Document extract:
++++++

Best Miami Exhibitions: Asif Hoque, Celia Vasquez Yui, The Reefline, and More
Exploring the city’s fantastical side through exhibitions that merge art, ecology, and childlike wonder.
By Victoria Pokovba
As Art Basel unfolds, galleries across Miami are presenting captivating exhibitions that celebrate the city’s natural world and surreal imagination. At Nina Johnson, “Acid Bath House” explores the collision of psychedelia and sensuality, leaving visitors spellbound. Over at Locust Projects, Tara Long transforms childhood dreams into reality with a whimsical corner shop of sweets and souvenirs—a place to wander aimlessly and feel like a cartoon character come to life. Meanwhile, The ReefLine invites exploration beneath the surface, an underwater sculpture park and living reef that doubles as both a museum for marine life and a sanctuary for biodiversity.
This curated list of exhibitions offers the perfect post–Art Basel escape—slower in pace, yet rich in wonder.
Nina Johnson
Little Haiti, Miami
Emmett Moore: “Neon Sun”

++++++

Stored items:
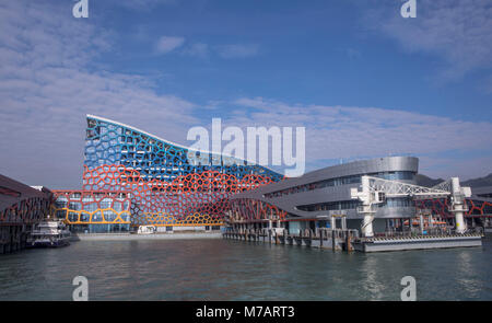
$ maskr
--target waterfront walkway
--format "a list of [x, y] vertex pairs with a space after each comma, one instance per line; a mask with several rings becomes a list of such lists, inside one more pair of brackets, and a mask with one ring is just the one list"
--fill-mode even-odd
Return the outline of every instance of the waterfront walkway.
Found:
[[72, 241], [129, 241], [129, 240], [180, 240], [180, 239], [220, 239], [222, 233], [218, 232], [187, 232], [187, 233], [73, 233]]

++++++

Rewrite the part of the Miami exhibitions article that opens with the words containing "By Victoria Pokovba" and closes with "rich in wonder.", changing "spellbound" to "enchanted". The stored items are not needed.

By Victoria Pokovba
As Art Basel unfolds, galleries across Miami are presenting captivating exhibitions that celebrate the city’s natural world and surreal imagination. At Nina Johnson, “Acid Bath House” explores the collision of psychedelia and sensuality, leaving visitors enchanted. Over at Locust Projects, Tara Long transforms childhood dreams into reality with a whimsical corner shop of sweets and souvenirs—a place to wander aimlessly and feel like a cartoon character come to life. Meanwhile, The ReefLine invites exploration beneath the surface, an underwater sculpture park and living reef that doubles as both a museum for marine life and a sanctuary for biodiversity.
This curated list of exhibitions offers the perfect post–Art Basel escape—slower in pace, yet rich in wonder.